» **Extracted records**:
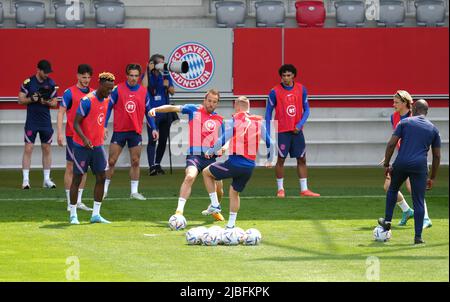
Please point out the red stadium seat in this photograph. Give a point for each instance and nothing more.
(310, 13)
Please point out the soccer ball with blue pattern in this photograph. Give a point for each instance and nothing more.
(177, 222)
(379, 234)
(252, 237)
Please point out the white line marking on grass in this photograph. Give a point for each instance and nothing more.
(61, 199)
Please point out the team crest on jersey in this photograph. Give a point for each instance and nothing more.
(291, 110)
(210, 125)
(130, 106)
(101, 119)
(201, 65)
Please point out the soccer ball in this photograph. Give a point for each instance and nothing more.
(177, 222)
(211, 238)
(379, 234)
(193, 236)
(252, 237)
(230, 237)
(240, 233)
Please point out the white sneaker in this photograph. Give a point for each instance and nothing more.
(83, 207)
(137, 196)
(49, 184)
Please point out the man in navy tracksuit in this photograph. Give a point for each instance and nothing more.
(417, 135)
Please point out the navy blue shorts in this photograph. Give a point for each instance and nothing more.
(198, 161)
(44, 134)
(85, 157)
(240, 175)
(292, 144)
(131, 138)
(69, 148)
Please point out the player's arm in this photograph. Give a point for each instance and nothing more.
(305, 115)
(66, 102)
(271, 103)
(436, 151)
(82, 112)
(150, 119)
(269, 144)
(169, 85)
(25, 97)
(165, 109)
(223, 139)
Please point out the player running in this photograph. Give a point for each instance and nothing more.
(245, 132)
(204, 127)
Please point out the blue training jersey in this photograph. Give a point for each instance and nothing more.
(38, 115)
(272, 103)
(417, 134)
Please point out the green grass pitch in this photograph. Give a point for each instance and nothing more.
(304, 239)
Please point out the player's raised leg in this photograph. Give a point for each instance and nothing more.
(191, 173)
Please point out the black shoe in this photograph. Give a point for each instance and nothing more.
(159, 170)
(152, 171)
(418, 240)
(386, 225)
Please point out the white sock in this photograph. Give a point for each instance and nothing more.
(68, 197)
(134, 185)
(73, 210)
(107, 182)
(214, 199)
(181, 203)
(96, 210)
(231, 220)
(46, 174)
(426, 210)
(26, 175)
(403, 205)
(280, 183)
(303, 184)
(80, 194)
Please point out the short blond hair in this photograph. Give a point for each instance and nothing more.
(405, 97)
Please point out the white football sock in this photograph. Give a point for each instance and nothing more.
(68, 197)
(403, 205)
(181, 203)
(134, 186)
(280, 183)
(46, 174)
(107, 182)
(96, 210)
(80, 194)
(26, 175)
(231, 220)
(303, 184)
(214, 199)
(73, 210)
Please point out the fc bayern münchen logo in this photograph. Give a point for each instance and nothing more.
(201, 65)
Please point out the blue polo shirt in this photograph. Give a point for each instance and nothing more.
(417, 134)
(38, 115)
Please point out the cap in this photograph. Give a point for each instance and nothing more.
(45, 66)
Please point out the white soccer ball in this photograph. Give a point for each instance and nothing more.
(177, 222)
(379, 234)
(193, 236)
(230, 237)
(252, 237)
(211, 238)
(240, 233)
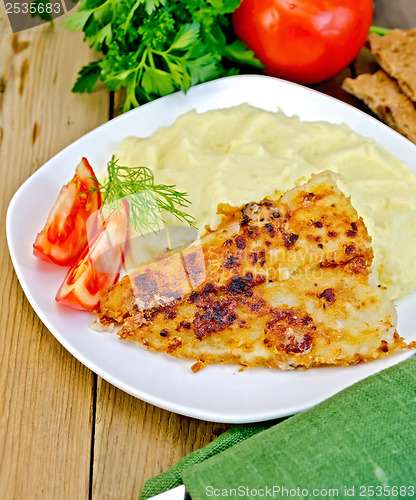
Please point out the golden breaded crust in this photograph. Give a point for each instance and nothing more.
(281, 283)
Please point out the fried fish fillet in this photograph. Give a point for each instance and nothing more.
(281, 283)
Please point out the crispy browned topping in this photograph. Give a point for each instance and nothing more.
(264, 292)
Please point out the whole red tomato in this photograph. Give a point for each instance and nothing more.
(306, 41)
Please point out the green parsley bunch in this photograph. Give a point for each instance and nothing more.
(156, 47)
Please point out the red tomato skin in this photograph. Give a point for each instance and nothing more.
(305, 41)
(85, 283)
(64, 236)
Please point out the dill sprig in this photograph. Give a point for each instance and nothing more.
(146, 200)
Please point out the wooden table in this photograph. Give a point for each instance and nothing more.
(66, 433)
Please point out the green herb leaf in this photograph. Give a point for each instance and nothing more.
(156, 47)
(146, 200)
(87, 78)
(77, 21)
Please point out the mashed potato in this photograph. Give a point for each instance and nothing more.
(242, 154)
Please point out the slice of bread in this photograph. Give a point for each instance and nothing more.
(395, 52)
(383, 96)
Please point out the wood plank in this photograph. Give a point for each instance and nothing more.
(135, 441)
(45, 394)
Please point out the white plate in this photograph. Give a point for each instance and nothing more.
(217, 393)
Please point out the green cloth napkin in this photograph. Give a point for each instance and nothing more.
(359, 443)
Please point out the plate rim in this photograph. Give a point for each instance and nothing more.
(177, 408)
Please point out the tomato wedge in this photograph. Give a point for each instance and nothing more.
(99, 265)
(64, 236)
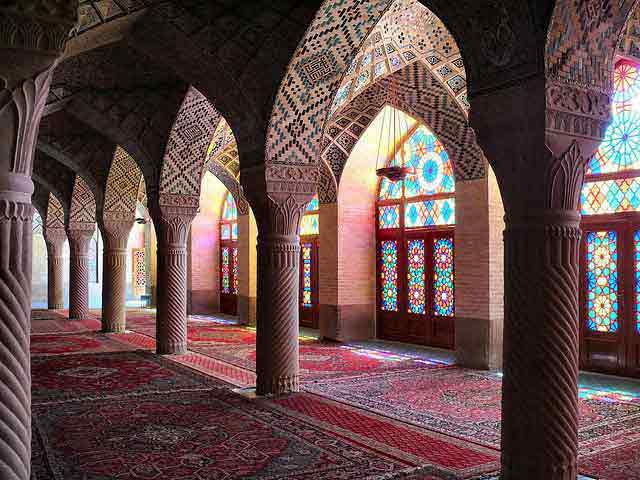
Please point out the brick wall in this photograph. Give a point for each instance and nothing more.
(203, 275)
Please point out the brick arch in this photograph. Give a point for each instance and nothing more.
(83, 205)
(123, 184)
(582, 39)
(55, 214)
(421, 94)
(186, 152)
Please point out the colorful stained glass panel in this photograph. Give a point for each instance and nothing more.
(433, 169)
(636, 243)
(430, 213)
(225, 231)
(235, 271)
(416, 276)
(602, 281)
(229, 210)
(443, 283)
(226, 270)
(611, 196)
(306, 274)
(389, 216)
(310, 225)
(389, 275)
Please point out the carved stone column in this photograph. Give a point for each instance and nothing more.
(172, 216)
(79, 240)
(538, 147)
(278, 215)
(54, 239)
(115, 233)
(34, 35)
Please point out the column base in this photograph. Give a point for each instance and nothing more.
(531, 471)
(278, 386)
(171, 349)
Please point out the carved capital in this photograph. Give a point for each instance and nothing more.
(576, 111)
(79, 239)
(116, 233)
(54, 238)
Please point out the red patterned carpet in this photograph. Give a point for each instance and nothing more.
(65, 344)
(466, 404)
(74, 377)
(199, 435)
(320, 361)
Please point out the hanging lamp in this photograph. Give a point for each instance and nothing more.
(396, 127)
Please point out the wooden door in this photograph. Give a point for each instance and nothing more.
(610, 274)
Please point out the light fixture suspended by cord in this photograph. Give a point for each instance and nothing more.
(391, 156)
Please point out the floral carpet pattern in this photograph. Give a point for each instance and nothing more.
(466, 404)
(77, 377)
(201, 435)
(42, 345)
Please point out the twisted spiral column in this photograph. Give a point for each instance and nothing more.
(79, 273)
(277, 329)
(114, 275)
(54, 239)
(540, 386)
(173, 220)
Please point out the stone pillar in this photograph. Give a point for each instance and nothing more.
(278, 209)
(247, 251)
(115, 234)
(538, 146)
(55, 238)
(35, 37)
(79, 240)
(173, 217)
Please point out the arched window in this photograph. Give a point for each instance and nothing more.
(229, 256)
(309, 231)
(416, 218)
(610, 289)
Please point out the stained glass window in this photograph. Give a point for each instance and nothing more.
(430, 213)
(443, 277)
(619, 151)
(636, 242)
(310, 224)
(307, 249)
(389, 216)
(226, 270)
(229, 210)
(389, 275)
(235, 271)
(602, 281)
(416, 276)
(431, 174)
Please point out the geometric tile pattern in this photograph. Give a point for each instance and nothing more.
(313, 76)
(123, 183)
(186, 150)
(55, 213)
(408, 31)
(83, 203)
(224, 150)
(420, 93)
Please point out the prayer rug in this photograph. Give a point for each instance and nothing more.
(221, 370)
(447, 457)
(196, 435)
(324, 360)
(467, 404)
(51, 326)
(73, 377)
(67, 344)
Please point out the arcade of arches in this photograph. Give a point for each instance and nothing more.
(354, 239)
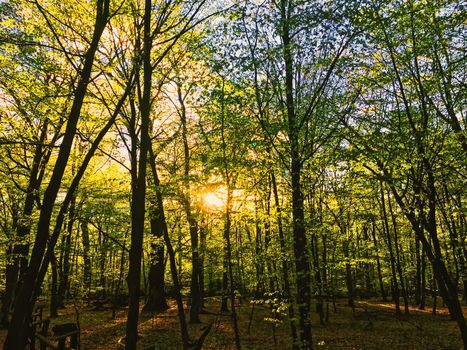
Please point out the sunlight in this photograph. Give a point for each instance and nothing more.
(213, 200)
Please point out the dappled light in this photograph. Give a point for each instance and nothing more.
(192, 174)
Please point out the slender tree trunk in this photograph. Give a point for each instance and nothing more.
(86, 258)
(138, 193)
(24, 303)
(395, 294)
(378, 263)
(65, 264)
(398, 259)
(285, 271)
(302, 263)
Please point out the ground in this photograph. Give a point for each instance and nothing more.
(373, 325)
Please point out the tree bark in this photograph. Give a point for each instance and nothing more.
(24, 303)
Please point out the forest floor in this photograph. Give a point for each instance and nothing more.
(373, 325)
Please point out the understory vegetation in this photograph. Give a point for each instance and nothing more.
(260, 174)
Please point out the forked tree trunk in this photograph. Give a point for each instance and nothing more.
(24, 301)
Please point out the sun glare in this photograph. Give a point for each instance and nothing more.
(213, 200)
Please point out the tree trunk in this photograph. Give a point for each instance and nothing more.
(24, 303)
(138, 193)
(378, 263)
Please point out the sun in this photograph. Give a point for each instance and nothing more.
(213, 200)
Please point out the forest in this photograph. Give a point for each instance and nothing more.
(256, 174)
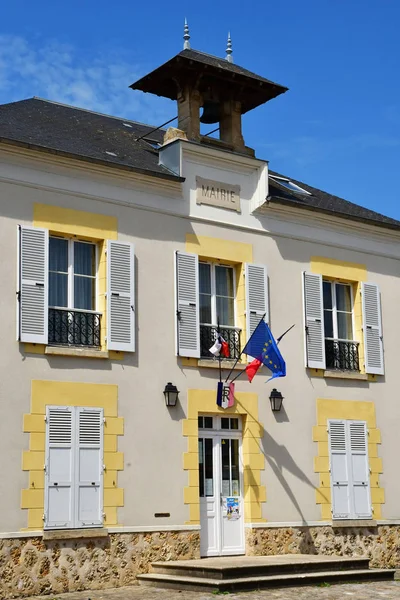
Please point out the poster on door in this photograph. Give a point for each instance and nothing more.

» **Task requirements**: Leaving every picture out, write out exactly the lines from the one that holds "Please point out the sun in" through the end of the listing, both included.

» **Your solution**:
Please point out the sun in this photograph. Give a point for each instance and nothing more.
(213, 200)
Please point out the forest in this photograph. Give a point for each instance and nothing more.
(256, 174)
Please point out the poster on door in this photograph. Give a point for each instance and nothing more.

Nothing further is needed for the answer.